Activities.
(a) In the prostate cancer article, change "continuous therapy" to "uninterrupted therapy" and give the passage starting at "Chicago—A phase 3, international, randomized" and ending at "this patient population.".
(b) Please decide whether each statement agrees with the prostate cancer article, answering yes or no and quoting the words of the article that settle it: (i) The National Cancer Institute sponsored the study. (ii) The induction phase of hormone therapy lasted 6 months. (iii) More patients were randomized to the continuous arm than to the intermittent arm.

Text section.
□ □ □ □
Chicago—A phase 3, international, randomized trial of patients with hormone-sensitive metastatic prostate cancer found that overall survival was inferior in those who had intermittent androgen deprivation therapy compared with those who underwent continuous therapy. A secondary analysis found intermittent androgen deprivation therapy was noninferior in patients with extensive disease, but it was statistically inferior in patients with minimal disease.

Maha Hussain, MD, professor of medicine and urology at the University of Michigan’s Comprehensive Cancer Center and the study’s lead author, said continuous therapy should remain the standard of care in this patient population.

“These observations suggest inherent potential biological differences and certainly warrant further mechanistic evaluations,” said Dr. Hussain, who presented the results at the ASCO meeting in a plenary session.

The National Cancer Institute sponsored the study, which began on May 15, 1995, and was closed on September 1, 2008. Dr. Hussain said that earlier clinical trials, including phase 2 studies, found that intermittent androgen deprivation could prolong the duration of disease response and may be associated with improvement in quality of life.

Patients were recruited from the United States, Canada, and Europe, and were included if they had newly diagnosed metastatic prostate cancer, prostate-specific antigen (PSA) level ≥5 ng/mL prior to initiating androgen deprivation, and Southwest Oncology Group performance status between 0 and 2.

During the induction phase, patients were treated with hormone therapy (goserelin and bicalutamide) for 7 months. If patients’ PSA levels were ≤4 ng/mL during months 6 and 7 and showed a declining trend, they were randomized to continuous or intermittent therapy. Men in the intermittent group discontinued therapy and were monitored with monthly PSA tests. They resumed therapy based on prespecified criteria.

There were 770 patients randomized in the intermittent arm and 765 patients randomized in the continuous arm. The groups were well balanced, and the median age was approximately 70 years. They had similar PSA levels at randomization, performance status, presence of visceral disease, bone pain, and exposure to prior hormone therapy.

Dr. Hussain said that when the researchers designed the study, they assumed a median survival of 3 years after randomization for the control group, which was too short a time period. Thus, it took them longer to observe the number of deaths needed for a final analysis.
□ □ □ □
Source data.

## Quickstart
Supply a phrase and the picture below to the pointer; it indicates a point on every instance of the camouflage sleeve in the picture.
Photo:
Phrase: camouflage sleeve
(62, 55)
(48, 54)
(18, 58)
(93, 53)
□ □ □ □
Numbered answers.
(a)
Chicago—A phase 3, international, randomized trial of patients with hormone-sensitive metastatic prostate cancer found that overall survival was inferior in those who had intermittent androgen deprivation therapy compared with those who underwent uninterrupted therapy. A secondary analysis found intermittent androgen deprivation therapy was noninferior in patients with extensive disease, but it was statistically inferior in patients with minimal disease.

Maha Hussain, MD, professor of medicine and urology at the University of Michigan’s Comprehensive Cancer Center and the study’s lead author, said uninterrupted therapy should remain the standard of care in this patient population.

(b)
(i) Yes: "The National Cancer Institute sponsored the study"
(ii) No: "patients were treated with hormone therapy (goserelin and bicalutamide) for 7 months"
(iii) No: "There were 770 patients randomized in the intermittent arm and 765 patients randomized in the continuous arm"